* DIRECTIONS
Copy the stretch of lines below from the line containing "as [[518, 93]]." through the line containing "[[767, 432]]", with both of those lines included. Leave out any pictures.

* Rows taken from a dataset

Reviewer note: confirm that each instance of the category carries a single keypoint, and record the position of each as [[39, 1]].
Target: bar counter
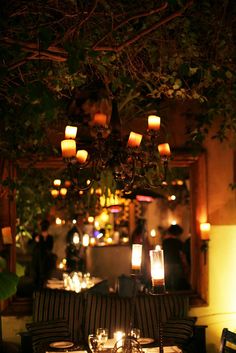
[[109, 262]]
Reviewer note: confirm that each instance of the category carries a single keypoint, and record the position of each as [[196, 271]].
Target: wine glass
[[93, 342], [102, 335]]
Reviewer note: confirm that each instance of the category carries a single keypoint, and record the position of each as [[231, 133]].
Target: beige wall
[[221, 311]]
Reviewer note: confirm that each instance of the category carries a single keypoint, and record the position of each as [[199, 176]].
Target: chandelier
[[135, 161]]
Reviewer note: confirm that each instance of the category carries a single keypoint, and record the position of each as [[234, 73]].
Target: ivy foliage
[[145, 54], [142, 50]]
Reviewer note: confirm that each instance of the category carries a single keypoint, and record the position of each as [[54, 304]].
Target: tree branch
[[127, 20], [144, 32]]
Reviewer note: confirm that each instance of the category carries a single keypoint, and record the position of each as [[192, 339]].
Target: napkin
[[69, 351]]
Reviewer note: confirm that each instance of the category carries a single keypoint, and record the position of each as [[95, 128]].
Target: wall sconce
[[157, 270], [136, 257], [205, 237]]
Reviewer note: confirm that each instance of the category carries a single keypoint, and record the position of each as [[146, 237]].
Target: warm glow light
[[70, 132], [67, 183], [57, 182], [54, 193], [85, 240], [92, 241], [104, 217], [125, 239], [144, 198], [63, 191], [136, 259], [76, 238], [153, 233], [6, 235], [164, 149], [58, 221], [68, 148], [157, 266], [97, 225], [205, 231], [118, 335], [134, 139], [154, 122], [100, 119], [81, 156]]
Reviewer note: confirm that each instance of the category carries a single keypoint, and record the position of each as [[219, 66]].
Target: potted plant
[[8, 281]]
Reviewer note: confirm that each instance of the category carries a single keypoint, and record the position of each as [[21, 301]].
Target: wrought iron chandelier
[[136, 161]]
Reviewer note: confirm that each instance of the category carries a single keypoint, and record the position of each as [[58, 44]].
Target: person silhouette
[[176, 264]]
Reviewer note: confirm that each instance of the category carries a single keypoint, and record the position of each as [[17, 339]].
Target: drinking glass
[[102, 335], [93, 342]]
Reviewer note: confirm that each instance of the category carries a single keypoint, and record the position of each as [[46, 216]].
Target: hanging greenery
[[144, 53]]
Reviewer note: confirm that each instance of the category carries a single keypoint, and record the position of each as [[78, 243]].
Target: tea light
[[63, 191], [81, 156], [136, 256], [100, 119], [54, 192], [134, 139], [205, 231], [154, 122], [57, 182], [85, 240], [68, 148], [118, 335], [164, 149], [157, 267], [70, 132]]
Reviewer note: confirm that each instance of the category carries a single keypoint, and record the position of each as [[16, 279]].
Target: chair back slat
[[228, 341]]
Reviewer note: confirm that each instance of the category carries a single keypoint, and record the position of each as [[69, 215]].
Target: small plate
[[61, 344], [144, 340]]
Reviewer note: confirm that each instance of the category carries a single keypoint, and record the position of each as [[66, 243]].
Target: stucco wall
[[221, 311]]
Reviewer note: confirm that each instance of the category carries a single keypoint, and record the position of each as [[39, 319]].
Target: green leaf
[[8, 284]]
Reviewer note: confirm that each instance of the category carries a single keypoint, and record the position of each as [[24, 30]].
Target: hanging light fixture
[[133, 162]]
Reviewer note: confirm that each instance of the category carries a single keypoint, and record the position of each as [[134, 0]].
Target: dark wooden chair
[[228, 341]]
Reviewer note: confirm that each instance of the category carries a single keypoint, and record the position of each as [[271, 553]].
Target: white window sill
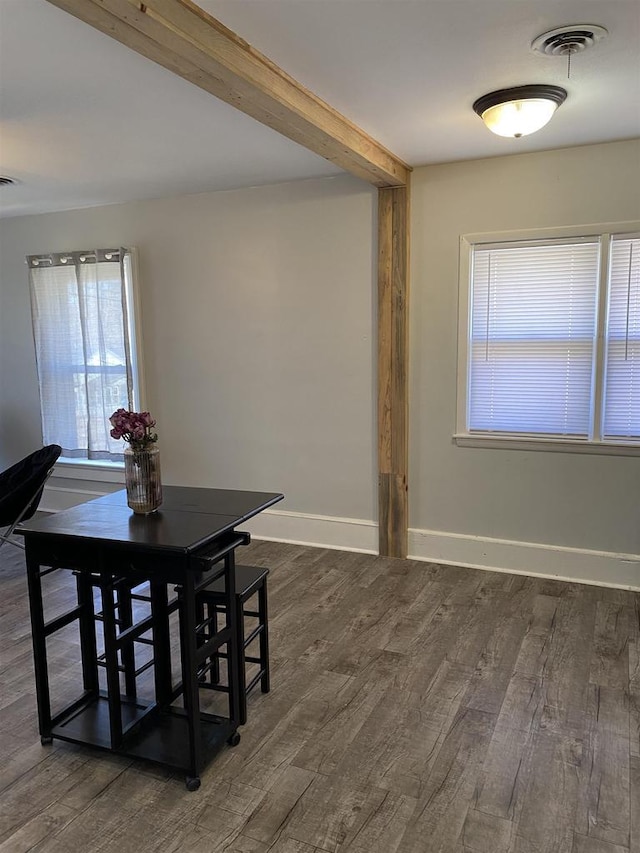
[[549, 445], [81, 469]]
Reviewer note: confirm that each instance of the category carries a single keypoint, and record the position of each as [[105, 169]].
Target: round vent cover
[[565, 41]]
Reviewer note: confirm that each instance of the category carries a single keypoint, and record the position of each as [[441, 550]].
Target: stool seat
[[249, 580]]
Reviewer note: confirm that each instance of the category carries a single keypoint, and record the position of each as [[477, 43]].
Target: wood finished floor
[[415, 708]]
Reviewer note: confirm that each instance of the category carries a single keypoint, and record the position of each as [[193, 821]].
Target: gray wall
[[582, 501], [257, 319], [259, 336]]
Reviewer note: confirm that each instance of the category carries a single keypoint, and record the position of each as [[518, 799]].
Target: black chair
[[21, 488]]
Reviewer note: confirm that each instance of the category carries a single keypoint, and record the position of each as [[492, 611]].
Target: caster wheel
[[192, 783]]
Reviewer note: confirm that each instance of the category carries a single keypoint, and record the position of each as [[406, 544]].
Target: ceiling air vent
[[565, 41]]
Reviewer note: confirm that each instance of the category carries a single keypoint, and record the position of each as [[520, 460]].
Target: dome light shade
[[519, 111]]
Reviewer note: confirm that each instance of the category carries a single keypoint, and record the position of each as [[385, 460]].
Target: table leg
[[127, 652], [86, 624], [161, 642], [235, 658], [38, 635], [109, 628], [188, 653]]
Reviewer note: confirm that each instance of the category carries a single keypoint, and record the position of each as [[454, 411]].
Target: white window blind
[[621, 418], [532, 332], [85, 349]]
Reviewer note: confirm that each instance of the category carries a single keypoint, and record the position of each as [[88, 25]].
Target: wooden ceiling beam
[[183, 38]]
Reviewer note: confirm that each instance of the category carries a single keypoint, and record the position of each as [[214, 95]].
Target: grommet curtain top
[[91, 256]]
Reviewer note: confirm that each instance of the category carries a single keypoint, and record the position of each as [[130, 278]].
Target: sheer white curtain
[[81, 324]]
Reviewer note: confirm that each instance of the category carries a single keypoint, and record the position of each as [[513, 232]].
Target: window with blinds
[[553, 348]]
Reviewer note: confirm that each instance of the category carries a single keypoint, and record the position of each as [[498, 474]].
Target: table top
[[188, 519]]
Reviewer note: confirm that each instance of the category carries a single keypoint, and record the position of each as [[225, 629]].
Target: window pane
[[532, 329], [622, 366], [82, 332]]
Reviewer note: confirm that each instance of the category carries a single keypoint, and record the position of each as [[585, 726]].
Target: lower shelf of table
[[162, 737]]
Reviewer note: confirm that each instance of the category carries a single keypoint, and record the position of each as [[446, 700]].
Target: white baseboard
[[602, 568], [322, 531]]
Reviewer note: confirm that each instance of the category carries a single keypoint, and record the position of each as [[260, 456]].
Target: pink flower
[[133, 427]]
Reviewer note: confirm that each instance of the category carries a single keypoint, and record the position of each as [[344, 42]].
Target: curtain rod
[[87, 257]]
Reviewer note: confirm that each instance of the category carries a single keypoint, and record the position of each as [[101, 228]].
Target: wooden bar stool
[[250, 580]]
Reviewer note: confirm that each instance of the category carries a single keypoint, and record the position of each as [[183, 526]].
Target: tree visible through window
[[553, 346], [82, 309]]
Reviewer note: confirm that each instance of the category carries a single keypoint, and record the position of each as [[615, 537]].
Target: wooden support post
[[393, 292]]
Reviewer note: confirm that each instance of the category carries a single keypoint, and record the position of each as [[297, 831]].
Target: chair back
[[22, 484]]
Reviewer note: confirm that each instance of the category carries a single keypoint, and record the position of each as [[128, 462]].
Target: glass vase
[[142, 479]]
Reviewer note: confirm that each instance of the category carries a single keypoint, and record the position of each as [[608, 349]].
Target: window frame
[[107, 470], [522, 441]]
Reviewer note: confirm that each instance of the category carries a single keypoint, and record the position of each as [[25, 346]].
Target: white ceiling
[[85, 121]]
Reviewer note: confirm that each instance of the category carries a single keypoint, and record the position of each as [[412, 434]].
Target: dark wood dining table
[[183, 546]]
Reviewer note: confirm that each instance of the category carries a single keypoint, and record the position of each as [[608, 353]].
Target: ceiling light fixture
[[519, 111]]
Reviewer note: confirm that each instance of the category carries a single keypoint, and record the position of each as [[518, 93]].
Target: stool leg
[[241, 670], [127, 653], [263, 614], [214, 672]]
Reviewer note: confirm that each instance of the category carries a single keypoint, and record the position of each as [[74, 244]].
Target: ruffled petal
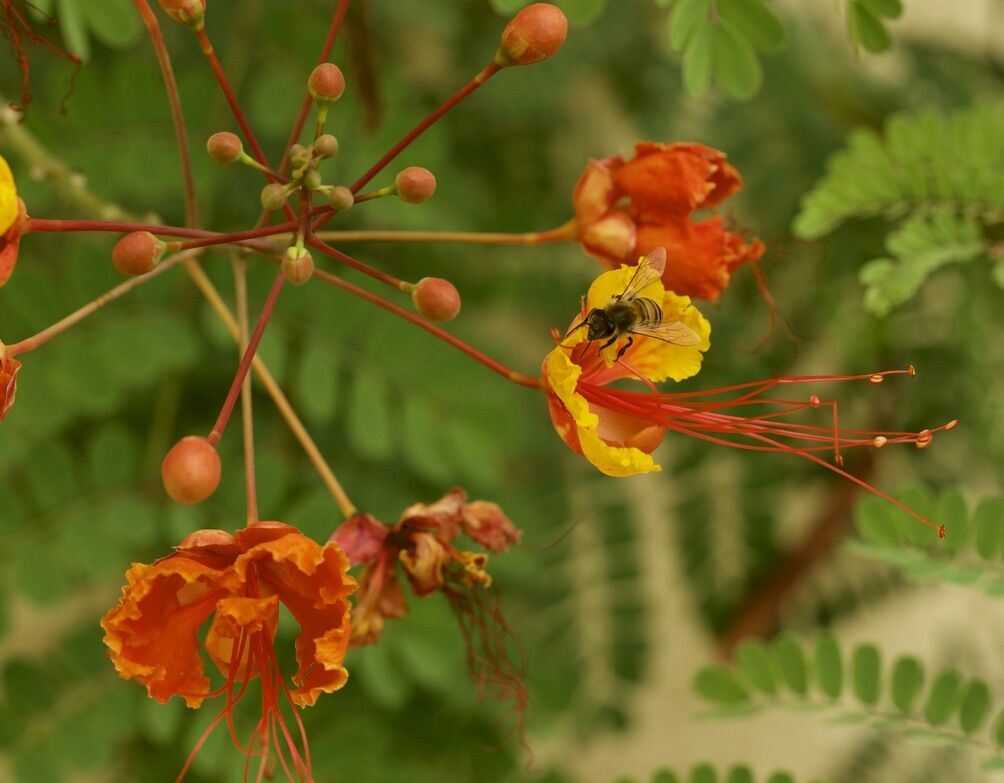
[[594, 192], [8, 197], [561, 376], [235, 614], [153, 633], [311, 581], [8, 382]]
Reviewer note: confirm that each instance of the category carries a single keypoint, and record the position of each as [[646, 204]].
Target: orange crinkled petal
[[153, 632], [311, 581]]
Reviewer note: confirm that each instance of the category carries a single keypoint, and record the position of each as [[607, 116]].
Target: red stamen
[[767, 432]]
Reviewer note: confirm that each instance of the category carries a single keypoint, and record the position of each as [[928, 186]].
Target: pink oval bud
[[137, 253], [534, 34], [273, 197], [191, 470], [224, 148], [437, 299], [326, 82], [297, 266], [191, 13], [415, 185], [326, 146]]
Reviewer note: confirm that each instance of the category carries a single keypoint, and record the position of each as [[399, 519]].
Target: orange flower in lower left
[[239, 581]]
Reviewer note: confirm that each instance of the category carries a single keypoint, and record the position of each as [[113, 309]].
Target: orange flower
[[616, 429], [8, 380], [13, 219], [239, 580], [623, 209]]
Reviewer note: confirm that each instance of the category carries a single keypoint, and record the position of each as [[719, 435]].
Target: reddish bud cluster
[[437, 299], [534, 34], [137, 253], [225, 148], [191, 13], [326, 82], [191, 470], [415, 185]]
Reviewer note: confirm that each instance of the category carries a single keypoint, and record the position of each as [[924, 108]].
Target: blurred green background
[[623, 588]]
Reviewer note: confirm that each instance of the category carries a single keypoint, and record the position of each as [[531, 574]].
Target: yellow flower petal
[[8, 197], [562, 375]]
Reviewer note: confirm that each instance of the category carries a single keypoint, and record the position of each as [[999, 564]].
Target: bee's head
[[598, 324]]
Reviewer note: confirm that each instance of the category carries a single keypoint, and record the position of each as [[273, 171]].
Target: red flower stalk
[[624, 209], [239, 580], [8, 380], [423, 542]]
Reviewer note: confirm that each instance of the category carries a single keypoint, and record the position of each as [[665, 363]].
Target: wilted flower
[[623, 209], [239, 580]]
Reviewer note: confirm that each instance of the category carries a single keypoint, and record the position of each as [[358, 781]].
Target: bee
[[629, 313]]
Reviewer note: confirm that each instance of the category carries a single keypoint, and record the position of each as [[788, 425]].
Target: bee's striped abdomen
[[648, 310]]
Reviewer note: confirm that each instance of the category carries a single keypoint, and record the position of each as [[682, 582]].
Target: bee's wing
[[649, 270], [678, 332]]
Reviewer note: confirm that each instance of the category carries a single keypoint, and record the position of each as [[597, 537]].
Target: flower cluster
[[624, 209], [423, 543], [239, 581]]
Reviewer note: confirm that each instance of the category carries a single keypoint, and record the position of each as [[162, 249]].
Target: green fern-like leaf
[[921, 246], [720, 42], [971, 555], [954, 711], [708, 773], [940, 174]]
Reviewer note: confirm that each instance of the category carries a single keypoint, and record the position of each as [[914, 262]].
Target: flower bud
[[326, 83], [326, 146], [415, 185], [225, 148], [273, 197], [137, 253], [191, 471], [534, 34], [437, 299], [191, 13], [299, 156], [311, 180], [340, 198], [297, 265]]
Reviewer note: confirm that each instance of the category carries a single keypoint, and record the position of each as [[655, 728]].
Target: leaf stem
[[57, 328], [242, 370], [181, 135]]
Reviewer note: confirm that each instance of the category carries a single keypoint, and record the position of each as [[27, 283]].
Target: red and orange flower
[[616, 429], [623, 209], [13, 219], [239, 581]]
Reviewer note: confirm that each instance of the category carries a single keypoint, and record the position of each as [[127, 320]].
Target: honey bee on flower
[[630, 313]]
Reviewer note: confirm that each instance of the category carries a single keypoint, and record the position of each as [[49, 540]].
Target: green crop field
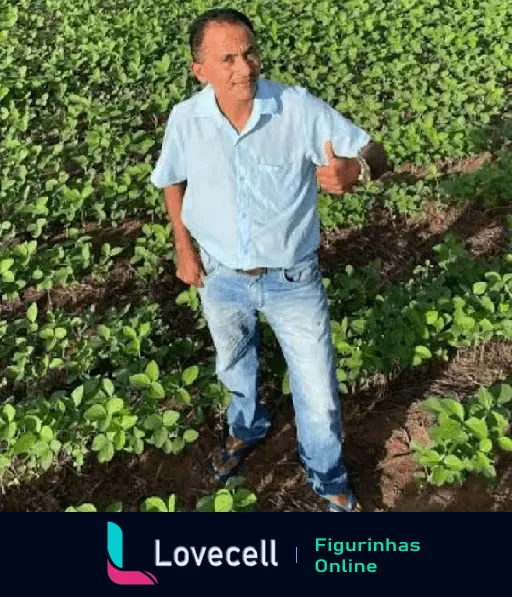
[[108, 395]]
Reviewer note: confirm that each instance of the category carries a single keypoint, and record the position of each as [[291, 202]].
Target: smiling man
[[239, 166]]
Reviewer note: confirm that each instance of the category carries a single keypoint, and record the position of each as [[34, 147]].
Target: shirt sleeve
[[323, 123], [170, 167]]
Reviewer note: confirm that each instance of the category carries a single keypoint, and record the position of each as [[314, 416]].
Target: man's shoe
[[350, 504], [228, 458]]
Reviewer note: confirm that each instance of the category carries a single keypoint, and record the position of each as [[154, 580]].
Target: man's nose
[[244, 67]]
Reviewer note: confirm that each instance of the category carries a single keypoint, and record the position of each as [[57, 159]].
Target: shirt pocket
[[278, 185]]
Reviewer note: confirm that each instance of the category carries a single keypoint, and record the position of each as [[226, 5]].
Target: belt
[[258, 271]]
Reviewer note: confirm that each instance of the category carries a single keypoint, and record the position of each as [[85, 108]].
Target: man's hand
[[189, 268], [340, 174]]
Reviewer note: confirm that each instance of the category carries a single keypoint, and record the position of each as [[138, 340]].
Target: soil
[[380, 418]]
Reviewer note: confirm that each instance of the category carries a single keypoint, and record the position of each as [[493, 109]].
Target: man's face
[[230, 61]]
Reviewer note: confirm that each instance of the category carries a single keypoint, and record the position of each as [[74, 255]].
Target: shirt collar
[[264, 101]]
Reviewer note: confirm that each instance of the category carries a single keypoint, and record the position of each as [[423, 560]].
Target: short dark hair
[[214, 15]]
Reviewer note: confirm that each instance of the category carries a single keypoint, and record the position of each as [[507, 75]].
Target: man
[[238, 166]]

* RIGHT ANSWER
Reviewer note: confirm that each instance of the category carries a single keypoint, and record the position of each as [[518, 93]].
Target: stool leg
[[241, 670], [127, 653], [263, 614], [214, 672]]
Reviewer note: confirm that each instance of the category carries a single keypoint, and record the position of each as [[74, 244]].
Target: ruffled petal
[[594, 192], [8, 197], [561, 376], [235, 614], [153, 633], [311, 581], [8, 382]]
Reviewer note: confirm that each instance of the category carries a single keypoint, and record the position of each as [[646, 204]].
Target: orange crinkled petal
[[153, 632], [311, 581]]
Reviewer note: confirm that each instance of the category carries a single keypoint, and record the position of each as [[607, 116]].
Target: red stamen
[[767, 432]]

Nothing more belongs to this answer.